_SOAL DIKERJAKAN_
- 1) Dalam kutipan ini, berapa tahun gadis kecil itu lebih muda daripada si aku?
- 2) Tulis ulang bagian kutipan di antara "Sebagai seorang lelaki, aku" dan "dalam segi apapun.", termasuk keduanya, dengan mengganti "pejuang" menjadi "petarung".

_KUTIPAN DOKUMEN_
Tetapi waktu selalu mengubur semua kepahitan demi kepahitan itu, dan menggantinya dengan sesuatu yang baru, yang tidak pernah kusadari bahwa kehidupan telah ada garisnya. Walaupun itu baru aku sadari setelah puluhan tahun aku mengutuki setiap kegagalan-kegagalan yang seolah menjadi bagian dalam diriku.

Sebagai seorang lelaki, aku jauh dari sifat pejuang yang gigih, aku selalu menyandarkan setiap upaya dan usahaku seadanya saja, merasa jika memang aku harus berhasil, ya pasti berhasil. Bila ternyata gagal, maka sebenarnya tempatku bukan disitu. Begitu selalu fikiranku mengatasi dan memahami keberhasilan dan kegagalan, dalam segi apapun.

Namun anehnya gaya hidupku yang seperti itu, membuat banyak teman yang menjadikan aku tempat bertanya perihal kegagalan mereka, atau masalah-masalah mereka yang membutuhkan solusi dan memintanya kepadaku. Aku sadari sekarang adalah ketika masih duduk di kelas satu sekolah menengah pertama, dia adalah seorang gadis kecil satu tahun usianya dibawahku, menceritakan hal kehidupan keluarganya yang menurutku berat sekali untuk bisa aku jalani se umuran waktu itu, namun dengan kesungguhan hati, dia mau saja menuruti solusi yang aku tawarkan dan komentar yang aku lontarkan. Dan teman-teman sekelasku, beberapa dari mereka mengungkapkan perihal kesulitan dan permasalahannya kepadaku, yang aku tanggapi dengan seringan mungkin agar tidak nampak bahwa tersembunyi di dasar hatiku bahwa ternyata masalahku bukan apa-apanya jika dibandingkan dengan mereka, namun seolah aku mengalaminya dan memberikan beberapa pendapat yang menurut fikiranku saja. Lagi-lagi anehnya mereka menerimanya dengan kepuasan yang terlihat dari bekas linangan air mata yang mengering ataupun senyuman yang mereka perlihatkan setelah berbincang denganku. Dan itu berlanjut hingga sekarang umurku mendekati setengah abad.

_BAHAN TERSEDIA_
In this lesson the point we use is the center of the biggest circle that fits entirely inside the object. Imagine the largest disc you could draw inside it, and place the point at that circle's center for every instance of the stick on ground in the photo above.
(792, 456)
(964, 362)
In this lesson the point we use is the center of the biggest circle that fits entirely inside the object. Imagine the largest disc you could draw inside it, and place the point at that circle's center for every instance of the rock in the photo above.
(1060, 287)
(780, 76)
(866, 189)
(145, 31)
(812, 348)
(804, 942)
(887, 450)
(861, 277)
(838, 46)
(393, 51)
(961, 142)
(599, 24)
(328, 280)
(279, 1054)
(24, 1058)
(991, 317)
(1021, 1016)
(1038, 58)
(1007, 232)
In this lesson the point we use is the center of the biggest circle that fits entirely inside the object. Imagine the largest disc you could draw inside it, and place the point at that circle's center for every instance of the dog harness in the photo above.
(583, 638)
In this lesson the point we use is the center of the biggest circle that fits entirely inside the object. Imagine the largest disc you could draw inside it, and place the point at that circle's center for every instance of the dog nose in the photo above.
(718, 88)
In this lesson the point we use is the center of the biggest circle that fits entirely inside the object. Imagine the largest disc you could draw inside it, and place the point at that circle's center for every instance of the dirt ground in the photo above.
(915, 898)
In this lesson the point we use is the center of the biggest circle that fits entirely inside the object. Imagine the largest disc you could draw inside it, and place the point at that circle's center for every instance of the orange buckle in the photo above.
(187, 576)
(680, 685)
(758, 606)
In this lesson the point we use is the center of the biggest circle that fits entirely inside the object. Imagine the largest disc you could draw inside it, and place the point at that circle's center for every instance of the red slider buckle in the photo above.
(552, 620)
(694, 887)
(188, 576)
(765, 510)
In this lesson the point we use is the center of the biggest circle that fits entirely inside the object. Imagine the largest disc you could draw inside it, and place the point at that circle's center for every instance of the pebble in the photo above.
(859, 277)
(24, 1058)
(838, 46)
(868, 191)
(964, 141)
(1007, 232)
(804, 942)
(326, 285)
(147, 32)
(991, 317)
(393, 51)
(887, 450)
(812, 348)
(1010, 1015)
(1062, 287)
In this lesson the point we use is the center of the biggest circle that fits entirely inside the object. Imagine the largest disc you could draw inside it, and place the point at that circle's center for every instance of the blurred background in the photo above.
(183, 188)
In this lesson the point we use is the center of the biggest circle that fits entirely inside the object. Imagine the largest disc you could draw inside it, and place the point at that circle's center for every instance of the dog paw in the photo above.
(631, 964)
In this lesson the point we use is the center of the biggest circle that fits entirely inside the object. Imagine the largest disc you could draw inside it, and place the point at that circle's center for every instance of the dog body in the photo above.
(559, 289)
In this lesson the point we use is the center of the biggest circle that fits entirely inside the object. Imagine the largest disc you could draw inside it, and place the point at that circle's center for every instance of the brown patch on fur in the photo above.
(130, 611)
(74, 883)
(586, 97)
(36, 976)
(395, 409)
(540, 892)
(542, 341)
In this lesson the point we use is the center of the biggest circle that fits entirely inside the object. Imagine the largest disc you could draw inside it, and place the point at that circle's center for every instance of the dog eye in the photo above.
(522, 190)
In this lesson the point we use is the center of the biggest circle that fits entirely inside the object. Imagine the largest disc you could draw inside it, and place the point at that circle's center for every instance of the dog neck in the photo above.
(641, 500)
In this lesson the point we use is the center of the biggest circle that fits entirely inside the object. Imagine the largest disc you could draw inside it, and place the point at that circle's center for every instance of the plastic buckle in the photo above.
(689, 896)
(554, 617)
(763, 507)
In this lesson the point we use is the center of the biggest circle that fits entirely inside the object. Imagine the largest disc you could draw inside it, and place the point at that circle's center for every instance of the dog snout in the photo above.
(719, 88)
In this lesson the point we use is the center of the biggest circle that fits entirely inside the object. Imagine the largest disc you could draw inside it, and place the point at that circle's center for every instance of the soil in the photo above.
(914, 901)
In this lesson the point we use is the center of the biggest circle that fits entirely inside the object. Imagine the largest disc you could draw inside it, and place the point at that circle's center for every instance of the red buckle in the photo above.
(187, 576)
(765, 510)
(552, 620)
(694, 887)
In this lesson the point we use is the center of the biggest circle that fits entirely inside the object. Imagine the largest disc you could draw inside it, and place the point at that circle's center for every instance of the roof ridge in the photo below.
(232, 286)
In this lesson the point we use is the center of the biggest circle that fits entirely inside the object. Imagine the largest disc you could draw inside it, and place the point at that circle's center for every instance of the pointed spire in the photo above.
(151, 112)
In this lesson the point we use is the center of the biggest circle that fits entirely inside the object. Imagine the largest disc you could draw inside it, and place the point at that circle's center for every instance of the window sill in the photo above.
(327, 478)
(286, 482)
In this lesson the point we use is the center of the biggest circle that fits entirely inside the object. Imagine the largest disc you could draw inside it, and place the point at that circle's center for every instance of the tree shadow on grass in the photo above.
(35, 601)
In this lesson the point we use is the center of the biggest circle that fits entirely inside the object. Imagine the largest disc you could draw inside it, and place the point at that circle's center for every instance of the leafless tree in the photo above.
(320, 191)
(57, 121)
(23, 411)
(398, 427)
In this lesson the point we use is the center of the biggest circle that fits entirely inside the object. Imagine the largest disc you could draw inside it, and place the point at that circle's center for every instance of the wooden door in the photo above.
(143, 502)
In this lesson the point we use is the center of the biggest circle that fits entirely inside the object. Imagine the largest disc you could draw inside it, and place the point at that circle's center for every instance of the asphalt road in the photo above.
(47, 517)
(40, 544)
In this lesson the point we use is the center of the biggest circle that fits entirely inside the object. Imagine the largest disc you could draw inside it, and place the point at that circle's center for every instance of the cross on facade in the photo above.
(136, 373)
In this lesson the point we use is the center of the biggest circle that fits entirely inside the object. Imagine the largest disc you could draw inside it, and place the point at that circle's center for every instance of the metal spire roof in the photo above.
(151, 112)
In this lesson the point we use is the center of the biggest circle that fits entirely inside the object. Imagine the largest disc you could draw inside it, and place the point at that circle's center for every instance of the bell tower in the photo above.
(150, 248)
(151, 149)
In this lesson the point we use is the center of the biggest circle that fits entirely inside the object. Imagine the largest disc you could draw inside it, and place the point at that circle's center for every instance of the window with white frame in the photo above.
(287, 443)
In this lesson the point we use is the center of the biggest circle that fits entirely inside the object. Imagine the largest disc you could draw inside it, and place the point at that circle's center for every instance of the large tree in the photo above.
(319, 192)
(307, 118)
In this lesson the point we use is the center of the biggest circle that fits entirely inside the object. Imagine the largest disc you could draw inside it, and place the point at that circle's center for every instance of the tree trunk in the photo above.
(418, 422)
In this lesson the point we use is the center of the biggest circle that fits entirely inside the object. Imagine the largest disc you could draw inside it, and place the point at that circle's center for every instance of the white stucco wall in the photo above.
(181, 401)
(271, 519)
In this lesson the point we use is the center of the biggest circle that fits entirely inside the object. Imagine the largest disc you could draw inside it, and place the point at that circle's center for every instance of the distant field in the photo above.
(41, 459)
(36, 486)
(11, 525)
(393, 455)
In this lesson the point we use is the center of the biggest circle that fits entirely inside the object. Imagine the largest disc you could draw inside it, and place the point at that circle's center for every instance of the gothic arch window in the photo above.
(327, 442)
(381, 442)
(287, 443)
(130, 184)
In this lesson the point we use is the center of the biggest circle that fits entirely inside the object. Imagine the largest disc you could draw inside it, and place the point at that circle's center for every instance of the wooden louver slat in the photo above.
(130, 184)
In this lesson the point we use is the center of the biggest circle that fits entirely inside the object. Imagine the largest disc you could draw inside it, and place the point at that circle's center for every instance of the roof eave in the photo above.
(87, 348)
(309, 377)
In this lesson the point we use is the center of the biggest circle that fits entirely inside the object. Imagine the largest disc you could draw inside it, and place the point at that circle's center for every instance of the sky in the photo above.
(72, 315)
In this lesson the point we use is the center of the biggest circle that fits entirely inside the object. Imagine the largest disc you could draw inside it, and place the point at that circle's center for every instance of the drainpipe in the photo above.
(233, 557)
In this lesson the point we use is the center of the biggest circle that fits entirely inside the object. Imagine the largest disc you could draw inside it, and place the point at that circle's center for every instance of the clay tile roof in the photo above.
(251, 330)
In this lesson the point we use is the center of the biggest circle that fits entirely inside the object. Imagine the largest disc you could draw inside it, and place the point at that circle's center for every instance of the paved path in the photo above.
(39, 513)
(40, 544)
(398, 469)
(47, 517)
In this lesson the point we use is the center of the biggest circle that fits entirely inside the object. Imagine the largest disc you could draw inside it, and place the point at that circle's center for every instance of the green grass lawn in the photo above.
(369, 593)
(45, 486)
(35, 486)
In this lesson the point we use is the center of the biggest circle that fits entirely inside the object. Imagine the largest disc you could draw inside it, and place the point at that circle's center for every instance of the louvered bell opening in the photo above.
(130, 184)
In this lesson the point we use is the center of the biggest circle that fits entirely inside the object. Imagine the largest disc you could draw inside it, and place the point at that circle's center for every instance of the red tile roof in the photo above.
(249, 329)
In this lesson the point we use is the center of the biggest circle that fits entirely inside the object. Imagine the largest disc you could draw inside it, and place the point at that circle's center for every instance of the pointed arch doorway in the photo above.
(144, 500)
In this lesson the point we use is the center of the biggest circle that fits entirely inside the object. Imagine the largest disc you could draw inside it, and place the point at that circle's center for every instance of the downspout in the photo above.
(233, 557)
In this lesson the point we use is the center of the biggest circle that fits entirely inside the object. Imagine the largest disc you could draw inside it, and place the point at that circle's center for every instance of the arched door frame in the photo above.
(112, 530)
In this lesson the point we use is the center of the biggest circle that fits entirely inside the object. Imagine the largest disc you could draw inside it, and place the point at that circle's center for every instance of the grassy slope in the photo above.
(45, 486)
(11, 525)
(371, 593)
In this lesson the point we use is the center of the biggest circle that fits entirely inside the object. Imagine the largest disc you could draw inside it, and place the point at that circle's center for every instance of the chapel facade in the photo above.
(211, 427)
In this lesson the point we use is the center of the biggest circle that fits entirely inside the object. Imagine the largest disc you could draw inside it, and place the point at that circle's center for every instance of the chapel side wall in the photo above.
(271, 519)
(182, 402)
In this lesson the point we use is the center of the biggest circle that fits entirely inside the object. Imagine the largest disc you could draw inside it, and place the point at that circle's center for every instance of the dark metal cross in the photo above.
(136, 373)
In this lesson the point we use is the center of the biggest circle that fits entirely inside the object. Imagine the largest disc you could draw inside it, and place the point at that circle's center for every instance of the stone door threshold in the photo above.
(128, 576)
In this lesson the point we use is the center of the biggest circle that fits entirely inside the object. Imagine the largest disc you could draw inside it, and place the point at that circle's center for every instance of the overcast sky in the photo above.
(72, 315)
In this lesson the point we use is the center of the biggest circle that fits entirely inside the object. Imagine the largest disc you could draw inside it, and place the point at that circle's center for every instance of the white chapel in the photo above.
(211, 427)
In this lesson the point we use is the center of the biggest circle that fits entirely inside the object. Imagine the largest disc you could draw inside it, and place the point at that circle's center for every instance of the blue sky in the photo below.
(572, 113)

_HASIL BERURUTAN_
- 1) Satu tahun.

- 2)
Sebagai seorang lelaki, aku jauh dari sifat petarung yang gigih, aku selalu menyandarkan setiap upaya dan usahaku seadanya saja, merasa jika memang aku harus berhasil, ya pasti berhasil. Bila ternyata gagal, maka sebenarnya tempatku bukan disitu. Begitu selalu fikiranku mengatasi dan memahami keberhasilan dan kegagalan, dalam segi apapun.